- _Text for analysis_:
- - - -

Manchester University
Oak Leaves

February 12, 2016

Hypnotist_Stratton_by_Stratton

SLEEPY SELFIE Junior Stratton Smith with hypnotist chrisjones.

Hypnotist Returns

Aaron Lloyd

Are you feeling sleeepy? Were you feeling sleeepy last Friday when hypnotist Chris Jones performed on campus? Known professionally as chrisjones, this hypnotist made his Spartan debut at Welcome Week last year but returned on January 29 to bring some entertainment to the spring semester. He succeeded in not only making the audience laugh but also getting some of the participants to regret being hypnotized. 

chrisjones is one of the hottest young hypnotists around now, but it wasn’t always easy work for the Chicago native.  He started his career by doing stand-up comedy at bars and weddings, while he double majored in psychology and sociology in college as an undergraduate. 

While in graduate school studying Therapeutic Recreation, he learned all he could about hypnosis and began to work to perfect this craft.  He did so by living on a college campus for seven years and performed different tricks on students around him each night. Now he does it for a living.

- - - -

(Point-per-instance location data)
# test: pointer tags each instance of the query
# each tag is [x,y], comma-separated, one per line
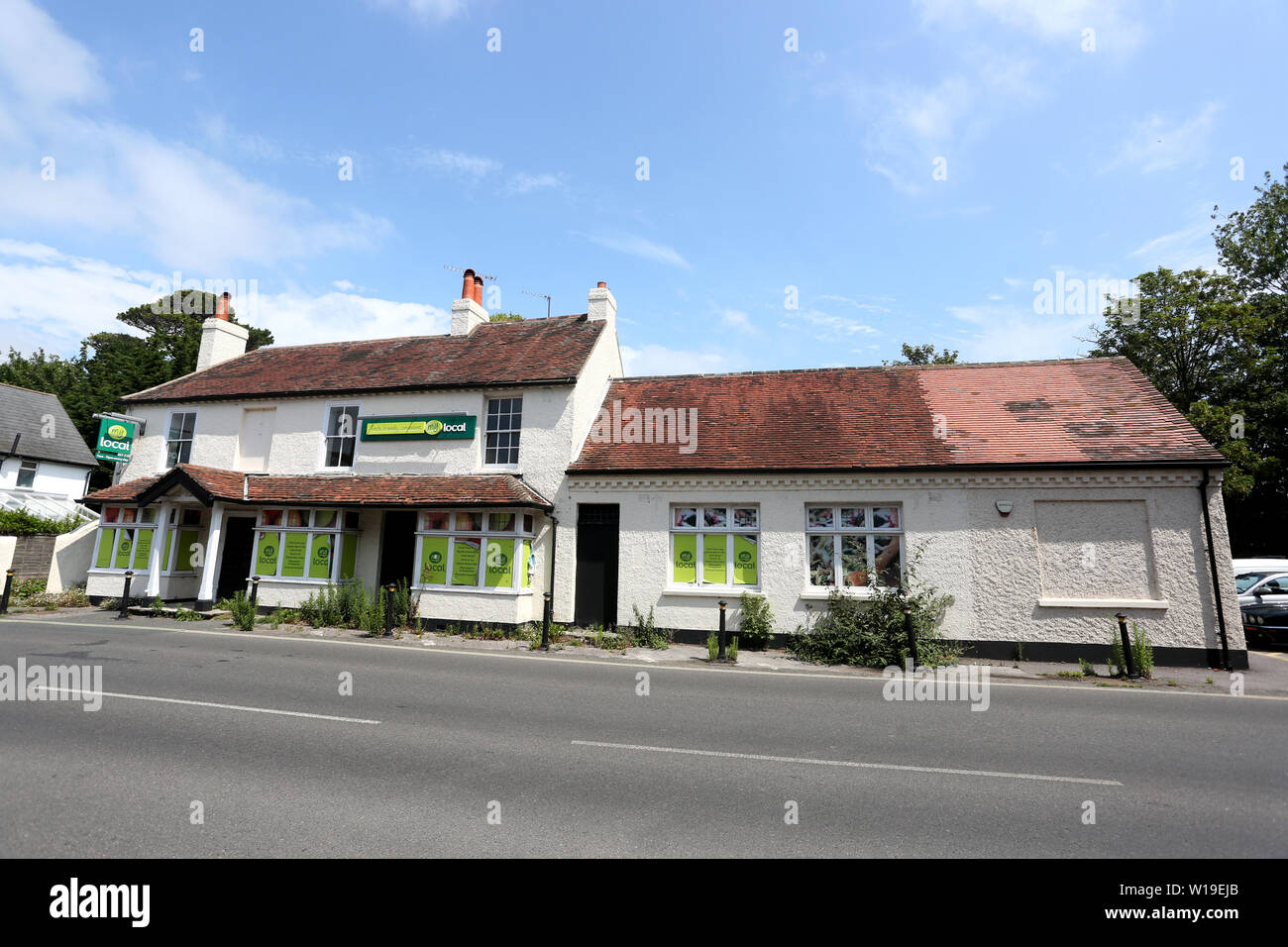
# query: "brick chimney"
[220,338]
[468,312]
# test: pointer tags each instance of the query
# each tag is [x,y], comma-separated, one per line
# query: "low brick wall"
[33,556]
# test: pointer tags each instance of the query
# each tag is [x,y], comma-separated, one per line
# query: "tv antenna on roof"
[484,275]
[540,295]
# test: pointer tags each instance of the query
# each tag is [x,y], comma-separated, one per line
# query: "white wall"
[63,479]
[991,564]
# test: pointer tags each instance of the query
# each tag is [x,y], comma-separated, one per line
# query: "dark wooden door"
[239,539]
[596,565]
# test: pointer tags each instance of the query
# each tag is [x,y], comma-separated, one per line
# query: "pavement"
[465,748]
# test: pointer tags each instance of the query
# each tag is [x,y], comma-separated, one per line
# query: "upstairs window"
[27,474]
[503,421]
[178,440]
[342,434]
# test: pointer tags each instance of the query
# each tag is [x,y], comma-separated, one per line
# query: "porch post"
[210,560]
[154,585]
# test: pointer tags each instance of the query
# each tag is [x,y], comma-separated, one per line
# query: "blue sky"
[912,169]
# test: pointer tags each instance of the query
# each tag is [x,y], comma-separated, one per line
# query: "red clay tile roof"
[1091,411]
[380,489]
[549,351]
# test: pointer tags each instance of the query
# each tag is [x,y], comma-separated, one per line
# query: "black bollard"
[721,656]
[125,595]
[912,634]
[545,621]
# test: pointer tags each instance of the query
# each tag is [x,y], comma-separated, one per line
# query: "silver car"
[1262,587]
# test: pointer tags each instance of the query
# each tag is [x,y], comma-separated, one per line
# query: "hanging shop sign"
[419,428]
[115,440]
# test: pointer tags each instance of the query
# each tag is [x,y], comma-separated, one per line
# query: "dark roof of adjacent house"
[529,352]
[27,412]
[210,483]
[1082,411]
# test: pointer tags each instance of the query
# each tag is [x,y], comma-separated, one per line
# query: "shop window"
[178,440]
[305,545]
[27,474]
[503,421]
[342,436]
[716,545]
[472,549]
[853,545]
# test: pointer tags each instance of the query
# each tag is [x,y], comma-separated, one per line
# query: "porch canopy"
[207,484]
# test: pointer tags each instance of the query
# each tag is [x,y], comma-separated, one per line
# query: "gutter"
[1216,578]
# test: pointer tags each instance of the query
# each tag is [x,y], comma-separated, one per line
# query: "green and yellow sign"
[115,440]
[419,428]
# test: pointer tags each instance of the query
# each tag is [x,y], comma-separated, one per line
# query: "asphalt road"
[576,763]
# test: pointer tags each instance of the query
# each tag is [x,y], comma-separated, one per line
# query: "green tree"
[925,355]
[111,365]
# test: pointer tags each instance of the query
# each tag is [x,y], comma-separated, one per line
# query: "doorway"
[397,547]
[596,565]
[239,541]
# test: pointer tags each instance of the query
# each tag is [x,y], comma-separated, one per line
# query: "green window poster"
[187,540]
[684,560]
[348,556]
[745,561]
[124,544]
[320,557]
[500,565]
[433,561]
[294,551]
[266,553]
[106,543]
[142,548]
[715,556]
[465,561]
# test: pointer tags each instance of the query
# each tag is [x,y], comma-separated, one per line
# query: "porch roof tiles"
[327,489]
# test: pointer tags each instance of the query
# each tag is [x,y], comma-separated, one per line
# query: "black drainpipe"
[1216,578]
[554,545]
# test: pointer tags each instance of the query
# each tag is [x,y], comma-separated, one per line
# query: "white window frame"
[326,438]
[339,532]
[35,470]
[487,405]
[837,532]
[700,531]
[166,441]
[485,534]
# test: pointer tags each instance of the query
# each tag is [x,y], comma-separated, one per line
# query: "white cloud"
[189,208]
[640,247]
[54,300]
[1157,145]
[459,162]
[836,326]
[42,63]
[524,183]
[424,11]
[658,360]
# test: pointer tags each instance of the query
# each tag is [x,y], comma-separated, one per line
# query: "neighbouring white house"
[501,463]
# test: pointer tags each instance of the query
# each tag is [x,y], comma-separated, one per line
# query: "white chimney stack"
[220,338]
[468,312]
[601,305]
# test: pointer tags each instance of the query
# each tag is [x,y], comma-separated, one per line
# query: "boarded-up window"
[1095,549]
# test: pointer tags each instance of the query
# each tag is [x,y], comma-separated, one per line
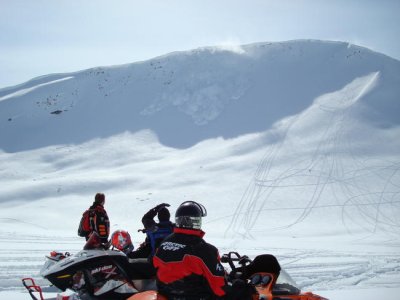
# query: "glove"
[159,206]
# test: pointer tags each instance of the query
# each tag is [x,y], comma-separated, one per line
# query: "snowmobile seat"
[141,268]
[262,263]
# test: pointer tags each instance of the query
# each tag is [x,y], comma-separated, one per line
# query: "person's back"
[155,232]
[187,267]
[98,219]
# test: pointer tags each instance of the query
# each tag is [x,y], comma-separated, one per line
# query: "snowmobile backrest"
[263,263]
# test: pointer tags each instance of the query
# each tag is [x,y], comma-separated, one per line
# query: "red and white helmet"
[121,240]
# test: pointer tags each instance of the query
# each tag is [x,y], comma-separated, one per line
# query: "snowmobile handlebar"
[232,257]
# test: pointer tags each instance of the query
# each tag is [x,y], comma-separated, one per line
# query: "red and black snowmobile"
[264,273]
[101,274]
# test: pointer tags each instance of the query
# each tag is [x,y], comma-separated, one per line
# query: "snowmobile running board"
[36,291]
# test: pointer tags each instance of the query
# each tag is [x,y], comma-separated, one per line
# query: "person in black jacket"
[155,232]
[187,267]
[99,221]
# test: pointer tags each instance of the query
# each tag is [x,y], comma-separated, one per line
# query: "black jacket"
[155,234]
[100,222]
[188,267]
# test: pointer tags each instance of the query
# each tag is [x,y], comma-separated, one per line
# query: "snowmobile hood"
[51,266]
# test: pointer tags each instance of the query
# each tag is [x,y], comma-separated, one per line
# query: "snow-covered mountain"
[292,145]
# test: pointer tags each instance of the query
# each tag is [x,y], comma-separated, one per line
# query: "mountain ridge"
[189,96]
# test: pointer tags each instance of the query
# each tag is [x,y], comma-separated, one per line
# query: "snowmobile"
[94,273]
[102,274]
[264,273]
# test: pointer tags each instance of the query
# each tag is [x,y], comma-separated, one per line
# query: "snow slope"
[293,148]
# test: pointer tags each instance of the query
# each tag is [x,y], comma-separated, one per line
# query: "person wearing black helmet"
[188,267]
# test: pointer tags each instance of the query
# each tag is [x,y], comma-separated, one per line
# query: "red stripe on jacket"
[173,271]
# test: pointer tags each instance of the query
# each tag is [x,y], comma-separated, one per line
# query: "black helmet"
[189,214]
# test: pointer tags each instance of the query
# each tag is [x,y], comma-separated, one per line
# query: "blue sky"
[39,37]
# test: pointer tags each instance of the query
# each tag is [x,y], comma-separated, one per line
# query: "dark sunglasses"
[258,279]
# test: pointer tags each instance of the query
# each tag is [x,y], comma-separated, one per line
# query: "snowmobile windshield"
[285,285]
[93,242]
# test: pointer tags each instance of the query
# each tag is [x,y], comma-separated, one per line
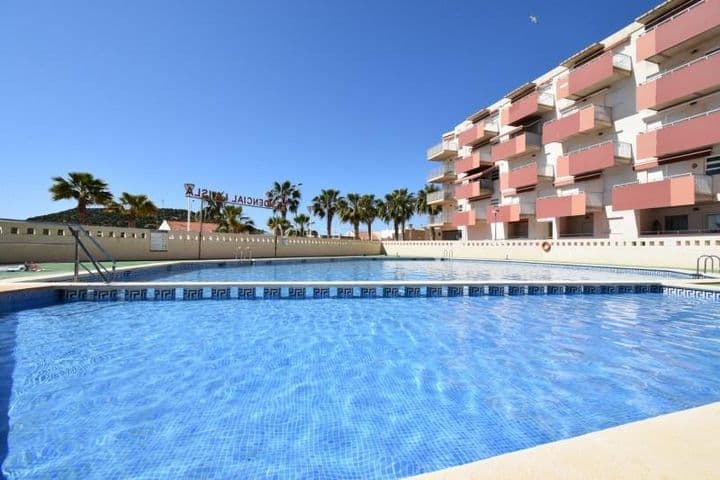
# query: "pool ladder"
[244,254]
[705,259]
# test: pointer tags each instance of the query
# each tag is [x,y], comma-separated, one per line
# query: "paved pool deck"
[679,445]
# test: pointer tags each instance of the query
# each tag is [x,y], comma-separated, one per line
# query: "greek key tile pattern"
[135,294]
[192,294]
[220,293]
[164,294]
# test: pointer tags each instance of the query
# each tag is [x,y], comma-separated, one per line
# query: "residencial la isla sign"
[224,197]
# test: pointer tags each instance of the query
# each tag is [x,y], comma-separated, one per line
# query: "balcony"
[594,75]
[680,136]
[516,146]
[479,132]
[443,150]
[443,174]
[671,192]
[532,105]
[503,213]
[465,219]
[441,219]
[594,158]
[480,188]
[583,121]
[441,196]
[519,178]
[473,162]
[687,28]
[568,205]
[688,81]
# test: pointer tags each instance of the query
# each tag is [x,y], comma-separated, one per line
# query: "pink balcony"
[503,213]
[671,192]
[594,158]
[516,146]
[684,135]
[565,206]
[473,162]
[683,83]
[464,219]
[687,28]
[518,178]
[531,105]
[594,75]
[586,120]
[474,189]
[478,133]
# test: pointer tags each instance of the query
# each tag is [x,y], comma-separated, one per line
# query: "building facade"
[621,140]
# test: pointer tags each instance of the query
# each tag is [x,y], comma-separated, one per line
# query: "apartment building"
[621,140]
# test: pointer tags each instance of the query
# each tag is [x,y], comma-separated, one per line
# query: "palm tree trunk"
[81,210]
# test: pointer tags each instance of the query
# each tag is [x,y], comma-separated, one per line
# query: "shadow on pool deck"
[8,335]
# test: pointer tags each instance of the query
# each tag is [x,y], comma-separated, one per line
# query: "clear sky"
[149,94]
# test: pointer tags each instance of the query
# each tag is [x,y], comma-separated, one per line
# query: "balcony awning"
[484,173]
[703,152]
[521,91]
[479,115]
[666,8]
[584,55]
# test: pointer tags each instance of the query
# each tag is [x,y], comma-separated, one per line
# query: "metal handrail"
[705,259]
[659,75]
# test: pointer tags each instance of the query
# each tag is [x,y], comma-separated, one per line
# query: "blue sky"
[149,94]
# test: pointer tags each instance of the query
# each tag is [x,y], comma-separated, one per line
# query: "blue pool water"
[375,388]
[400,270]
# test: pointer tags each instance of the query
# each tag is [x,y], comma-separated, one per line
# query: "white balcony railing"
[444,146]
[622,149]
[666,122]
[439,172]
[440,195]
[659,75]
[546,98]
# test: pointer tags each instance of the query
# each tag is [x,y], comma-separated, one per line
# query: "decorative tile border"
[13,301]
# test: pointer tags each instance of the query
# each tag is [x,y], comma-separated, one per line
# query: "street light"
[496,211]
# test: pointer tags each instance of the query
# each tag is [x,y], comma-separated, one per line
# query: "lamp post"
[496,211]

- - - -

- _Your goal_:
Rewrite the part of the article about the hypnotist's return from "Aaron Lloyd" to "regret being hypnotized.", changing "spring semester" to "winter term".

- _Your response_:
Aaron Lloyd

Are you feeling sleeepy? Were you feeling sleeepy last Friday when hypnotist Chris Jones performed on campus? Known professionally as chrisjones, this hypnotist made his Spartan debut at Welcome Week last year but returned on January 29 to bring some entertainment to the winter term. He succeeded in not only making the audience laugh but also getting some of the participants to regret being hypnotized.